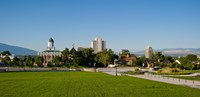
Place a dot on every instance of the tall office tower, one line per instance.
(149, 53)
(98, 45)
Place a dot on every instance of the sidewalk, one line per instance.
(176, 81)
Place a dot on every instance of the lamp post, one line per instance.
(116, 64)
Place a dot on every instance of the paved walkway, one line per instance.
(159, 78)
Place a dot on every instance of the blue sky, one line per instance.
(123, 24)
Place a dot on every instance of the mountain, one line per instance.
(174, 51)
(17, 50)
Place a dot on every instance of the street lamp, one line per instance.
(116, 64)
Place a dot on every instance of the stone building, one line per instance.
(50, 53)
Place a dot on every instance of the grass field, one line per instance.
(85, 84)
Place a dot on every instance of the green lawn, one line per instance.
(85, 84)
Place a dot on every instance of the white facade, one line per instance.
(50, 53)
(98, 45)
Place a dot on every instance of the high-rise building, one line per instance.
(149, 53)
(50, 53)
(98, 45)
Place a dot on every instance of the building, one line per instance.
(149, 53)
(50, 53)
(81, 49)
(126, 58)
(98, 45)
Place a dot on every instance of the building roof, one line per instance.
(51, 51)
(51, 40)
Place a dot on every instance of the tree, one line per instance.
(29, 60)
(65, 55)
(105, 57)
(159, 57)
(39, 61)
(73, 51)
(6, 60)
(15, 61)
(168, 59)
(141, 61)
(57, 61)
(191, 57)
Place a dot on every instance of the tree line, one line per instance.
(86, 58)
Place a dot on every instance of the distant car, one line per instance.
(111, 65)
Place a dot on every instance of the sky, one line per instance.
(123, 24)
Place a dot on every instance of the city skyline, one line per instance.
(128, 24)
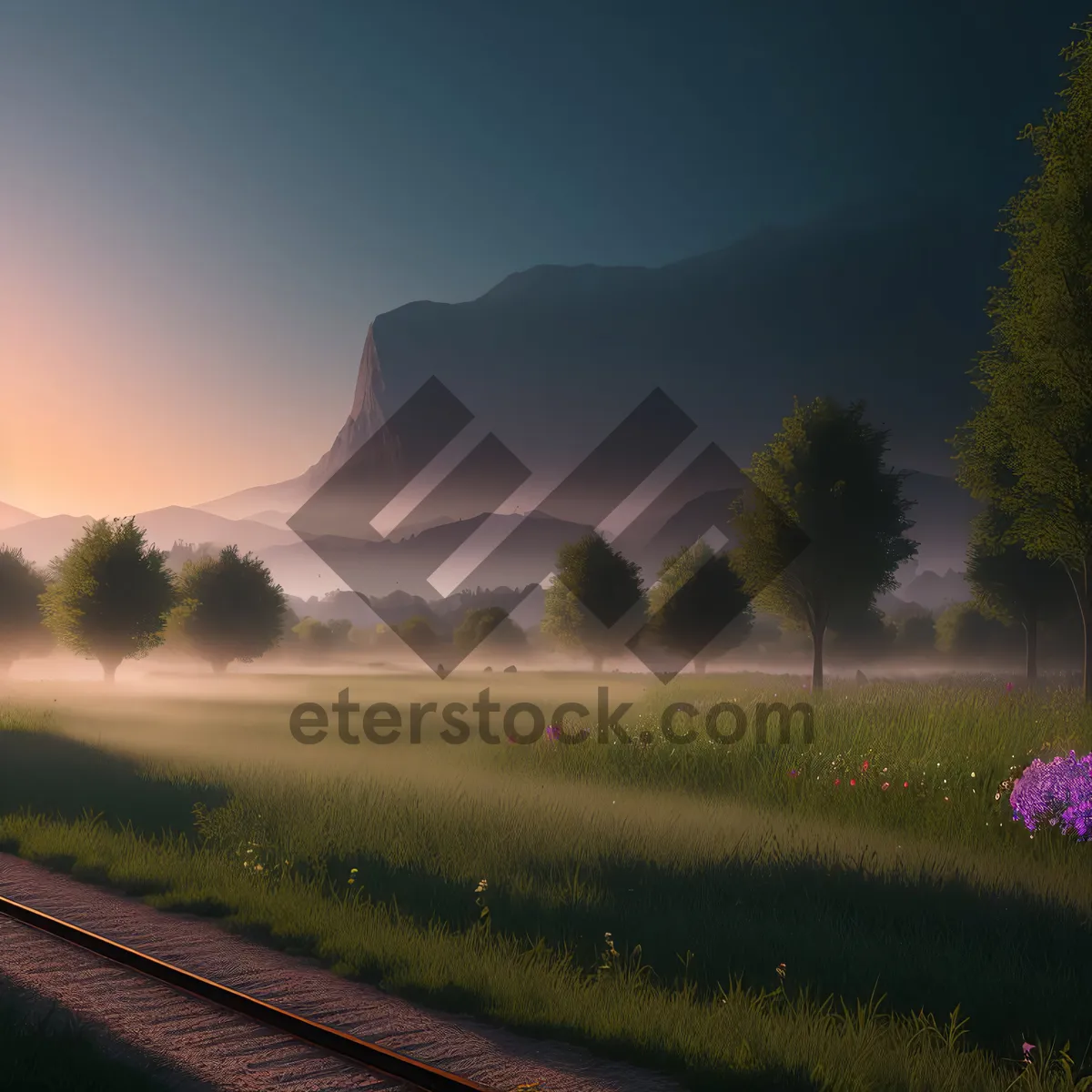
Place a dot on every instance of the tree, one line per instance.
(824, 475)
(21, 629)
(1008, 584)
(694, 592)
(594, 587)
(109, 594)
(230, 607)
(419, 633)
(965, 631)
(487, 622)
(314, 637)
(917, 633)
(1029, 448)
(862, 634)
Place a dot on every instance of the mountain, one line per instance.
(44, 540)
(554, 358)
(11, 517)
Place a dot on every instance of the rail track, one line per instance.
(378, 1059)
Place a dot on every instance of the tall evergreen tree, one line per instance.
(230, 607)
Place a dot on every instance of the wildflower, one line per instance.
(1057, 792)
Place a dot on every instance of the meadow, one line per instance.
(855, 912)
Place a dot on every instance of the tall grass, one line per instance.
(709, 867)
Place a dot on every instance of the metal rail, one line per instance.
(375, 1057)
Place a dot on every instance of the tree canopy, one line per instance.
(109, 594)
(824, 474)
(230, 609)
(694, 592)
(491, 622)
(1008, 584)
(594, 587)
(21, 623)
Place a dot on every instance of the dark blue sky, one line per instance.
(259, 179)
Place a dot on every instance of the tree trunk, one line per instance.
(817, 636)
(1087, 615)
(1079, 578)
(1031, 645)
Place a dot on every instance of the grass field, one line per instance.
(923, 936)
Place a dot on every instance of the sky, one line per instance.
(203, 205)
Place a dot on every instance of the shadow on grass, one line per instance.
(59, 778)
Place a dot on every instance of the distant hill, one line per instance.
(44, 540)
(552, 358)
(10, 516)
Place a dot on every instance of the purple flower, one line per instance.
(1057, 793)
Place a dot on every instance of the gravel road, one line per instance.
(228, 1052)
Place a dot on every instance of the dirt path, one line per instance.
(229, 1052)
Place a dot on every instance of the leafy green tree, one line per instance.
(694, 592)
(314, 637)
(487, 622)
(21, 628)
(824, 474)
(109, 595)
(862, 633)
(1030, 446)
(917, 633)
(1008, 584)
(419, 633)
(230, 607)
(590, 572)
(964, 629)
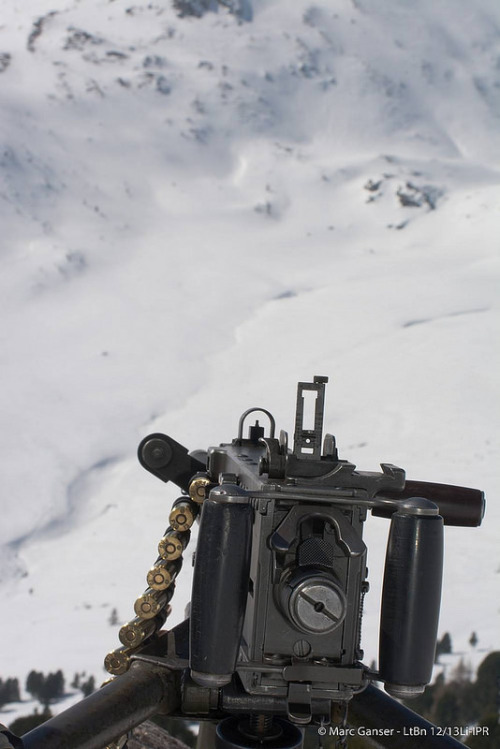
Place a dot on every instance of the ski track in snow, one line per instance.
(198, 213)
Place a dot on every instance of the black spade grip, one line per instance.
(220, 588)
(411, 600)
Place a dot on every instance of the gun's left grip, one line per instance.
(220, 589)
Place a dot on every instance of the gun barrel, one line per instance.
(110, 712)
(458, 505)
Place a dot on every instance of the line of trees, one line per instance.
(45, 688)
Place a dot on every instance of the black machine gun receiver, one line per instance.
(273, 638)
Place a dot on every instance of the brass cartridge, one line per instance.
(118, 661)
(173, 544)
(152, 602)
(162, 575)
(198, 487)
(133, 633)
(183, 514)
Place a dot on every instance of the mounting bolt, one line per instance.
(157, 453)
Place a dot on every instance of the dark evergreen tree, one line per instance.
(113, 618)
(88, 686)
(443, 646)
(34, 683)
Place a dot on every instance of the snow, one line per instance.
(195, 214)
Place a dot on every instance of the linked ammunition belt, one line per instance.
(153, 606)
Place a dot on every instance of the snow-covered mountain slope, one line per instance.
(198, 212)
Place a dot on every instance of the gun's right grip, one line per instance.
(220, 588)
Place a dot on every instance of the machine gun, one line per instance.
(272, 642)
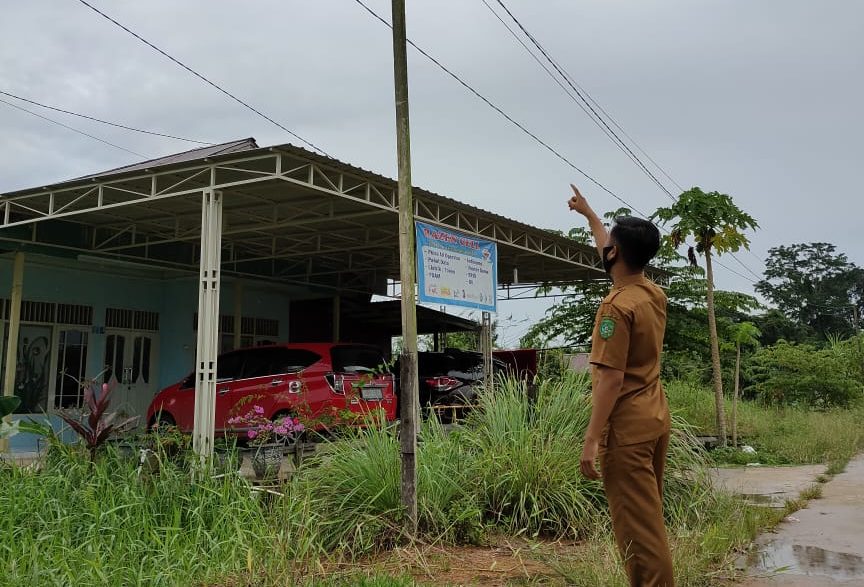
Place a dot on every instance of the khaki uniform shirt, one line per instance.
(628, 336)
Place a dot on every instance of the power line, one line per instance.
(579, 93)
(94, 119)
(525, 130)
(203, 78)
(555, 78)
(579, 90)
(506, 116)
(66, 126)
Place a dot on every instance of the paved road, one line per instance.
(823, 546)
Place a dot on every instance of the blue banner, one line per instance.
(456, 269)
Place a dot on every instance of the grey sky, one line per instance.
(759, 99)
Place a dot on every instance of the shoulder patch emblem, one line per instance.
(607, 327)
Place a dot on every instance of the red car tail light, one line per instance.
(336, 382)
(443, 384)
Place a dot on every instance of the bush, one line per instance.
(780, 434)
(791, 374)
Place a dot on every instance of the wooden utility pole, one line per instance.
(408, 376)
(14, 325)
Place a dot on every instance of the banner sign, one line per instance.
(456, 269)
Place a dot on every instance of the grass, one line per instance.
(512, 470)
(790, 435)
(702, 554)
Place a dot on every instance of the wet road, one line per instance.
(822, 545)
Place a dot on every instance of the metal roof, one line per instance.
(289, 215)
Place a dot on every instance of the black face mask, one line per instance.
(607, 262)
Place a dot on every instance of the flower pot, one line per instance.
(267, 460)
(227, 460)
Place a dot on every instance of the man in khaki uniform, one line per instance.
(630, 423)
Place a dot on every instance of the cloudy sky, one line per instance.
(758, 99)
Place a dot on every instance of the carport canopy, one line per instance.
(280, 214)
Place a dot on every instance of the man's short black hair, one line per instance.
(638, 240)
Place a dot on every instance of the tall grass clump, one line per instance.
(80, 523)
(780, 434)
(358, 483)
(526, 460)
(526, 456)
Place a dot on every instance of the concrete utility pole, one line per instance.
(408, 376)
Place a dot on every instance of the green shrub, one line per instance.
(791, 374)
(780, 434)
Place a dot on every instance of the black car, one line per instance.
(451, 378)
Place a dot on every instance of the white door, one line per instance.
(131, 367)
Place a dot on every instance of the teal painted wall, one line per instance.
(174, 298)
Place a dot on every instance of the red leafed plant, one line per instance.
(99, 424)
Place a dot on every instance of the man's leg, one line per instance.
(632, 477)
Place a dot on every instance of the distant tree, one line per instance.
(570, 322)
(815, 287)
(717, 225)
(776, 326)
(743, 334)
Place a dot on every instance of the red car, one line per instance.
(305, 380)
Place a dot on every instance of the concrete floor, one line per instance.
(820, 546)
(770, 486)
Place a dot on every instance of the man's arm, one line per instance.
(579, 204)
(605, 391)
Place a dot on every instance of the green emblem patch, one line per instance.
(607, 327)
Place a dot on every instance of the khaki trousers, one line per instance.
(633, 480)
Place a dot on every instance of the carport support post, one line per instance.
(237, 342)
(14, 325)
(208, 324)
(408, 377)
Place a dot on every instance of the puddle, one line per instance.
━━━━
* [GIVEN PROBLEM]
Format the lines of the listing above as a numbered list, starting at the line containing "Place a dot on every instance of the rail" and ending after the line containing "(375, 1057)". Leave out blank lines.

* [PROBLEM SOLUTION]
1. Place a dot on every instance of the rail track, one line per instance.
2. (378, 1059)
3. Place a dot on every instance of the tall evergreen tree, one line per instance.
4. (230, 607)
5. Place a dot on every instance of the wildflower, one line per instance.
6. (1057, 792)
7. Place a dot on every instance of the meadow, one line per instance.
8. (855, 912)
9. Place a dot on every instance of the tall grass, one line per instance.
10. (709, 867)
11. Place a dot on every instance of the metal rail, one line per instance.
12. (375, 1057)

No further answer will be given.